Task set>
1. Answer these questions from the passage on circumcision, one line each:
(a) Under which section of which Act would it be appropriate to charge the graver offence?
(b) According to S v. S, W v. Official Solicitor, parents can give valid consent only to treatments that are not what?
(c) Which article of the ECHR provides that everyone has the right to respect for his private life?
2. Reproduce word for word the part of the passage on circumcision starting with "The paramouncy of" and going on through "when of age.".
3. Write the next part of the passage on circumcision, picking up after its final sentence.

Exercise text>
◇ ◇ ◇

If my analysis is correct then any person who circumcises for non-therapeutic reasons (and thus outside the scope of the “medical exemption” as to the infliction of injury) would be committing a criminal offence: and in view of the well-known and severe damage to normal penile function it would be appropriate to charge the graver offence under section 18 Offences Against the Person Act 1861, for which a substantial term of imprisonment could be expected on conviction.

The Guidance is wholly silent on the circumstances when parents might lawfully give consent to procedures on their child. Section 1(1) Children and Young Persons Act 1933, provided that a person who ‘‘wilfully assaults” a child or ‘‘causes or procures him to be assaulted...in a manner likely to cause him unnecessary suffering or injury to health” (emphasis added) shall commit an offence. Children Act 1989 Section 1(1) provides: “When a court determines any question with respect to(a) the upbringing of a child, the child's welfare shall be the court's paramount consideration], the child's welfare was the court's paramount consideration.”

The paramouncy of the welfare of the child was made clear in Gillick v West Norfolk and Wisbech Area Health Authority;4 even in S v. S, W v. Official Solicitor,5 adopting a lower test, it was clear that that parents can give valid consent only to treatments which are not “against the interests of the child.”

The inability of parents to give legally valid “consent” to circumcision both removes any scintilla of defence to a criminal charge and also defeats such a defence to a civil claim, against both the circumciser and his parents, by the child himself when of age.

The wholly muddled, inadequate and ill-thought-out Guidance here does a grave disservice both to a minority of infant boys and, by exposing them to criminal and civil proceedings, to your members.

Finally, I note that the Guidance drags out the weary argument: “...it is argued that it is in the best interest of the child to be circumcised, to be accepted into a religion or community. Arguably the procedure can confer social benefits in some such circumstances.” It is wholly improper and unlawful to impose on another person one's own religious or cultural views where so doing involves the physical mutilation of that unconsenting person. The European Convention on Human Rights (“ECHR”) echoes provisions found, for example in the Universal Declaration of Human Rights, in providing (Article 8 ECHR) that: everyone has the right to respect for his private life; and private life has been found by the Court to include bodily integrity. Further, whilst Article 9 ECHR provides for freedom of religious belief, article 9(2) places a limit on the manifestation of those beliefs where to do so would interfere with, or deprive, another's freedoms and human rights.

◇ ◇ ◇

Data provided>
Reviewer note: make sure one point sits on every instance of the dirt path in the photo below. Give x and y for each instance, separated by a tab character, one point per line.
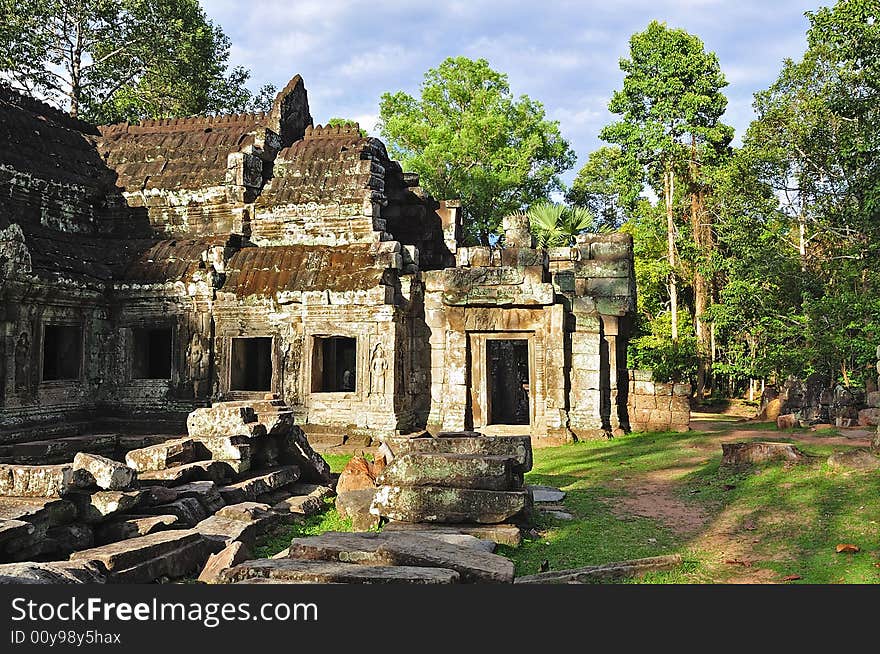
727	536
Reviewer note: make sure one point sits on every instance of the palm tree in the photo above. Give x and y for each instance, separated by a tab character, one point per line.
556	225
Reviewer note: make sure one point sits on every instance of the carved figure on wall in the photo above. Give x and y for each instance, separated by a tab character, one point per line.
198	362
2	370
378	368
22	369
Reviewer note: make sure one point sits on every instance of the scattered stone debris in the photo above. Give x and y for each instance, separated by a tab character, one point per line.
604	572
856	459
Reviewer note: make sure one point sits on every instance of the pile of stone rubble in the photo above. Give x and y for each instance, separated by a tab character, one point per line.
242	469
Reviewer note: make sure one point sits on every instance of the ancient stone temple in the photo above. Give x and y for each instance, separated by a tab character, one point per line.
150	269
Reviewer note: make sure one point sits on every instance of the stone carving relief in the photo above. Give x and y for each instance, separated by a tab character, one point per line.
378	370
22	363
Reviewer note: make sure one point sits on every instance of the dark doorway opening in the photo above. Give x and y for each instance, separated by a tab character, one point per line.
62	352
251	364
151	358
334	365
507	369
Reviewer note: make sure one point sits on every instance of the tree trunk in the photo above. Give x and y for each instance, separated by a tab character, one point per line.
668	190
703	240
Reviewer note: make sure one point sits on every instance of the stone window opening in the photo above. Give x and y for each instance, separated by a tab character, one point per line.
251	364
62	352
334	364
507	368
151	353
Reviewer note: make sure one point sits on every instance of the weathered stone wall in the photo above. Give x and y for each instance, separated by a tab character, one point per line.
657	406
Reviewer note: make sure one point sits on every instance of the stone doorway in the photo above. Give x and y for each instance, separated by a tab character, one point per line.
507	380
503	382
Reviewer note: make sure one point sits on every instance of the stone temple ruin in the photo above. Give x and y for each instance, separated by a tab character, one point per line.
149	269
264	285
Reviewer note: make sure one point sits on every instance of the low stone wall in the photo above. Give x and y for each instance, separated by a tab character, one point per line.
657	406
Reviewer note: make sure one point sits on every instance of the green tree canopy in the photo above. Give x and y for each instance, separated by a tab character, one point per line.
469	138
114	60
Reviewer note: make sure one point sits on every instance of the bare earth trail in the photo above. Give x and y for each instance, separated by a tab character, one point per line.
727	536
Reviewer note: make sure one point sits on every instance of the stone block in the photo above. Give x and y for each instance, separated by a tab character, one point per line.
104	473
438	504
100	506
402	548
146	559
452	470
517	447
162	456
295	571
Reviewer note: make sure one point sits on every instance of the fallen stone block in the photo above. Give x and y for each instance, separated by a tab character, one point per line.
437	504
606	572
452	470
517	447
246	511
39	480
305	505
188	510
295	571
49	511
54	572
165	455
358	474
294	448
103	472
258	483
546	494
315	490
70	538
145	559
57	450
132	527
10	529
860	459
402	548
734	454
234	450
231	555
217	471
206	492
220	532
99	506
224	420
355	506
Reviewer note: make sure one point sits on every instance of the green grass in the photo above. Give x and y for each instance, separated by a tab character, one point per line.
789	517
279	539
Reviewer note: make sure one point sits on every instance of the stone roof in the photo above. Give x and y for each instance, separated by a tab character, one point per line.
192	153
49	144
264	271
329	164
173	259
180	153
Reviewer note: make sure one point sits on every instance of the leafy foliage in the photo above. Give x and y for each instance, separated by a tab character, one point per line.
469	138
556	225
115	60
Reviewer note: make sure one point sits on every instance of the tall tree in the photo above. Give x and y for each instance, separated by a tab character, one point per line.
816	144
113	60
671	104
469	138
608	185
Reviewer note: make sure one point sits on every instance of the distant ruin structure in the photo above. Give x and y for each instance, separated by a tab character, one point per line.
150	269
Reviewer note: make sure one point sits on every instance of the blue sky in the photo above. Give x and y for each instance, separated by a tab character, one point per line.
560	52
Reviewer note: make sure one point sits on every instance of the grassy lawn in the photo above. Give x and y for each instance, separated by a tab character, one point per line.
765	522
791	518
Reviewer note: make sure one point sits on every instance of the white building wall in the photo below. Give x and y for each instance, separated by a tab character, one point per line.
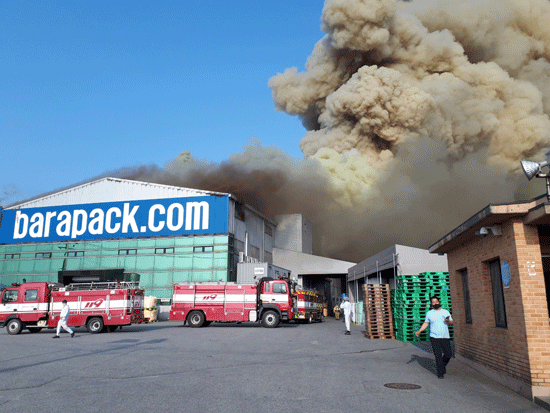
294	233
111	190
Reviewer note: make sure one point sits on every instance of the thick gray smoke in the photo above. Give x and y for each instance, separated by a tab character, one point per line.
417	115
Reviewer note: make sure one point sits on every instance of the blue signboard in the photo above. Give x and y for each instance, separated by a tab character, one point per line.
108	220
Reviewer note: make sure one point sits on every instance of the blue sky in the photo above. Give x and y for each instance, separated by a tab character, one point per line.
93	86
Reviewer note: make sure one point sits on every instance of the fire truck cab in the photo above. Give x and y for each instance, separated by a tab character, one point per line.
269	301
98	306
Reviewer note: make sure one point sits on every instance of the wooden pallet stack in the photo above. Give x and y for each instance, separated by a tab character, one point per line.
378	314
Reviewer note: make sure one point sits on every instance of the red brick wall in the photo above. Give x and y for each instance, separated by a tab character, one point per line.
522	350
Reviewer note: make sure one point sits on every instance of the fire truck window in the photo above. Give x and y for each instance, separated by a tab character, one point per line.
10	296
31	295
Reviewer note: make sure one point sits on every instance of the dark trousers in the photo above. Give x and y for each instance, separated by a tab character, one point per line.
442	352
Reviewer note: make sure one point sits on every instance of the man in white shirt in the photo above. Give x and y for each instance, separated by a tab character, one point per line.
63	317
346	307
438	320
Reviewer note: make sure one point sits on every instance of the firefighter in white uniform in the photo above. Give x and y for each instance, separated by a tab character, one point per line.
346	307
63	320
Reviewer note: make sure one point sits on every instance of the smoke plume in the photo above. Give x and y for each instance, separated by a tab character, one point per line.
416	116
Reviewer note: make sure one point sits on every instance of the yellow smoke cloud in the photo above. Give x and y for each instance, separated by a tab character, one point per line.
416	115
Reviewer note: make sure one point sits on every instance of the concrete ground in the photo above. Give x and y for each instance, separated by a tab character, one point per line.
165	367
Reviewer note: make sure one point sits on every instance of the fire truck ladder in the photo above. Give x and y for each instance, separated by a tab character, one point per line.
110	285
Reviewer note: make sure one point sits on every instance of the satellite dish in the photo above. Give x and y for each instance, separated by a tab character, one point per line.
530	169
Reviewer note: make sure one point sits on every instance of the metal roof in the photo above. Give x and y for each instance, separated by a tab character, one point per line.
533	212
111	190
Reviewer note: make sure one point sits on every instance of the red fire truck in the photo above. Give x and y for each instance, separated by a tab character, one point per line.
310	306
98	306
269	301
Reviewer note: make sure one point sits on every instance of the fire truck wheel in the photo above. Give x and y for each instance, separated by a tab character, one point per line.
14	326
196	319
95	325
270	319
34	329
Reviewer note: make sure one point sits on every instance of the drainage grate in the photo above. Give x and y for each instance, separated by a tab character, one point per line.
403	386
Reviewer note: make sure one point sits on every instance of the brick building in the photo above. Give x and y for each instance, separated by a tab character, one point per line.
499	270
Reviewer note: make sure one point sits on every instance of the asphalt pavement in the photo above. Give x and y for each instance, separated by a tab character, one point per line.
166	367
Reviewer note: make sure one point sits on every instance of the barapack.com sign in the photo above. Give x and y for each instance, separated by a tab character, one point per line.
108	220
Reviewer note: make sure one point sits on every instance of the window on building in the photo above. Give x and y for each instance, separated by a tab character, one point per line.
208	248
10	296
466	293
164	250
43	255
498	294
31	295
127	252
74	254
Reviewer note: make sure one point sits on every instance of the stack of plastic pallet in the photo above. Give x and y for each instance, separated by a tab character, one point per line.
411	302
378	315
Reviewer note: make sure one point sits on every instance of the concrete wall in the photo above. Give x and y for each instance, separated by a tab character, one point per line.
293	233
518	355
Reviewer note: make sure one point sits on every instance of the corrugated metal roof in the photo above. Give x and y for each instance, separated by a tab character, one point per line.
111	190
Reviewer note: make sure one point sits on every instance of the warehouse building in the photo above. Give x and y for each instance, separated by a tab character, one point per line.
499	274
383	267
120	229
117	229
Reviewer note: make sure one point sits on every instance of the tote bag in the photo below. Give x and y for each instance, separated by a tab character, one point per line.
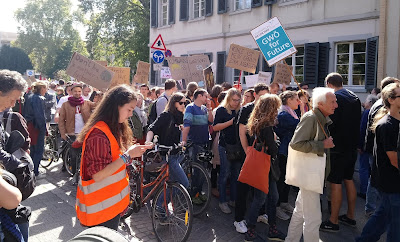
305	170
255	169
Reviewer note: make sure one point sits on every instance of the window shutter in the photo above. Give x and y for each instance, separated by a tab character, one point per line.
256	3
171	17
154	13
371	63
311	52
184	10
221	59
222	6
323	63
152	73
209	7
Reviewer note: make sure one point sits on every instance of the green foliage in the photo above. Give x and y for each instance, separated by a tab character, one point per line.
48	35
119	27
14	59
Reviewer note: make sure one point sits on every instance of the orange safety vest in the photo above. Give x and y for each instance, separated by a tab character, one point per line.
98	202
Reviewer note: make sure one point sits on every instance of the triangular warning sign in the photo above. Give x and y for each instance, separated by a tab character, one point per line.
159	44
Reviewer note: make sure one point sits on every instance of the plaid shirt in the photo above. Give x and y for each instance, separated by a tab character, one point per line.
97	154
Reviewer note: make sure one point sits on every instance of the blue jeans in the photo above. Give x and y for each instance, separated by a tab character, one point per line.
386	217
37	152
364	171
227	168
372	193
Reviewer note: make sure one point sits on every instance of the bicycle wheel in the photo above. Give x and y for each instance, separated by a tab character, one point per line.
199	187
49	154
172	217
68	161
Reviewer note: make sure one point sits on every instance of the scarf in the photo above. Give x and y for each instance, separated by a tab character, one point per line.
287	109
75	101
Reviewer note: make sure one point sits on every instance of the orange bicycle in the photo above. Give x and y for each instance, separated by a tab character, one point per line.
171	206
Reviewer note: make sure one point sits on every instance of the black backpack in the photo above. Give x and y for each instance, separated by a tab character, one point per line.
153	111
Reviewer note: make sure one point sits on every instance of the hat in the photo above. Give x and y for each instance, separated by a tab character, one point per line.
76	84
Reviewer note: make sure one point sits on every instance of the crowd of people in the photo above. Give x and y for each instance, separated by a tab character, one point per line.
329	126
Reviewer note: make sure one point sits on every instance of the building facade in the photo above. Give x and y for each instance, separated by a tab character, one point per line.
357	38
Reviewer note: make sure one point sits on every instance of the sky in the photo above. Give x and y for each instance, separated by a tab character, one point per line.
8	22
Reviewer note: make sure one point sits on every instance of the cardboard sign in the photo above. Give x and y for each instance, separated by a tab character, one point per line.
165	72
242	58
273	41
282	74
89	72
122	75
209	78
103	63
196	65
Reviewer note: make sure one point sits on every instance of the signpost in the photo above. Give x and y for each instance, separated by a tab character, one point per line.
273	41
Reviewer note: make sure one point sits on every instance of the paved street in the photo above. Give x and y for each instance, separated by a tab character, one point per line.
53	217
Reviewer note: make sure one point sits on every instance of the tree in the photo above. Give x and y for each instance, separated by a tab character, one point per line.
14	59
119	27
48	35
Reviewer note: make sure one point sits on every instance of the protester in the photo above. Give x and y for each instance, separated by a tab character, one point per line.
240	204
170	88
106	151
223	122
168	127
386	126
35	116
248	96
287	122
310	138
260	124
345	131
363	158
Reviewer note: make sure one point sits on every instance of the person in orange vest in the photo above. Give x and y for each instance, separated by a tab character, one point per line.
103	188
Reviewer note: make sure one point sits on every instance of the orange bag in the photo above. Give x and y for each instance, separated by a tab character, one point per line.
255	169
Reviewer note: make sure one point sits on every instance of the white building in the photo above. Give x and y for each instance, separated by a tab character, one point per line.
357	38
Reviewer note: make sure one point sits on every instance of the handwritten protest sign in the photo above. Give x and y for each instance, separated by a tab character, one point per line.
208	76
273	41
282	74
242	58
122	75
89	72
142	73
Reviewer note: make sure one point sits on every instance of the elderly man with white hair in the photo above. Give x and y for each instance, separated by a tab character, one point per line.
311	141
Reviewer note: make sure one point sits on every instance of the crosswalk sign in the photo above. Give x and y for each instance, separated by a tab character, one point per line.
159	44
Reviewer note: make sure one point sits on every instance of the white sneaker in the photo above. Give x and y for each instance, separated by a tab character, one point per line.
263	218
287	207
225	208
240	226
281	214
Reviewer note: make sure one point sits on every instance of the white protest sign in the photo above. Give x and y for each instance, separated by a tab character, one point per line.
273	41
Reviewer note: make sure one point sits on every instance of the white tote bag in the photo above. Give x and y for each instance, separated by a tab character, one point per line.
305	170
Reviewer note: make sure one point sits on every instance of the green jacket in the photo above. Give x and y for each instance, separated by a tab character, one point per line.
307	130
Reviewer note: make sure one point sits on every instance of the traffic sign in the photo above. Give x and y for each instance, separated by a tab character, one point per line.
158	56
30	72
273	41
159	44
168	53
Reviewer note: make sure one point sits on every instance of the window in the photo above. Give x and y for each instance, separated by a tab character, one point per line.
242	4
297	62
199	7
350	62
164	12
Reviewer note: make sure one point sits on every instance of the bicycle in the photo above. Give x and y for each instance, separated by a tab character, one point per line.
199	179
171	206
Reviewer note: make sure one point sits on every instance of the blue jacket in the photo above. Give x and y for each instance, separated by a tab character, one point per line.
285	130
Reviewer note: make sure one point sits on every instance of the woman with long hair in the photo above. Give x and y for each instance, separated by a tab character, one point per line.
103	190
261	125
223	122
168	127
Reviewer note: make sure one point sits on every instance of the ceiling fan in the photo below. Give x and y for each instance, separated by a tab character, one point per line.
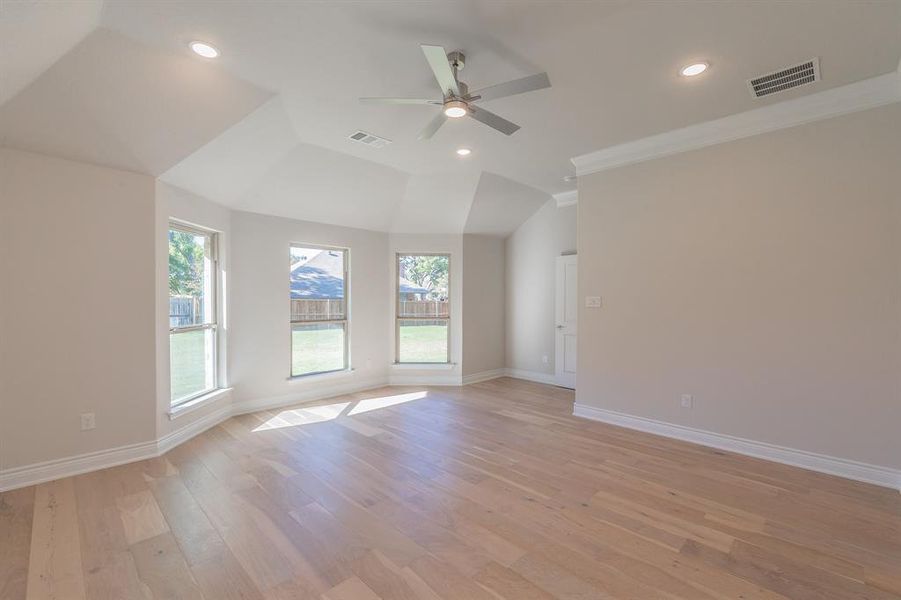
456	100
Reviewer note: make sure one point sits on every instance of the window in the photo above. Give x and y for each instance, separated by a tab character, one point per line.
193	266
318	310
423	303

◇ ◇ ◇

Expected outputs>
1.
(a) Section 18 of the Offences Against the Person Act 1861.
(b) Treatments that are "against the interests of the child."
(c) Article 8 ECHR.

2.
The paramouncy of the welfare of the child was made clear in Gillick v West Norfolk and Wisbech Area Health Authority;4 even in S v. S, W v. Official Solicitor,5 adopting a lower test, it was clear that that parents can give valid consent only to treatments which are not “against the interests of the child.”

The inability of parents to give legally valid “consent” to circumcision both removes any scintilla of defence to a criminal charge and also defeats such a defence to a civil claim, against both the circumciser and his parents, by the child himself when of age.

3.
For any doctor to perform surgery on a person which carries no medical benefit and which is clearly harmful to that person is a grave breach of medical ethics (as well as the law). As the Hippocratic Oath put it: “The regimen I adopt shall be for the benefit of my patients according to my ability and judgement, and not for their hurt or for any house I enter, there will I go for the benefit of the sick, refraining from all wrongdoing or corruption”; or in the Latin so beloved by lawyers Primum non nocere.

That the person is unconsenting only makes the breach worse.

The Nuremberg Code (1947) (which followed the unspeakably depraved behaviour of the Nazis) as to medical ethics states:

Principle I: The voluntary consent of the human subject is absolutely essential. This means that the person involved should have the legal capacity to give consent; should be so situated as to be able to exercise free power of choice, without the intervention of any element of force, fraud, deceit, duress, over-reaching or other ulterior form of constraint or coercion; and should have sufficient knowledge and comprehension of the elements of the subject matter involved as to enable him to make an understanding and enlightened decision.

Further, as to medical ethics, the British Medical Association itself has written:

The standard established by the World Medical Association—the Declaration of Tokyo—gives little scope for ambiguity on whether or not doctors should become involved in torture [of prisoners]. It makes it clear that “the doctor shall not countenance, condone or participate in the practice of torture or other forms of cruel, inhuman or degrading procedures” (emphasis added). There can be no doubt that non-therapeutic circumcision is a form of cruel and inhuman treatment with grave impact on the victim's physical and emotional health, function, and bodily integrity; and thus offending national and international laws.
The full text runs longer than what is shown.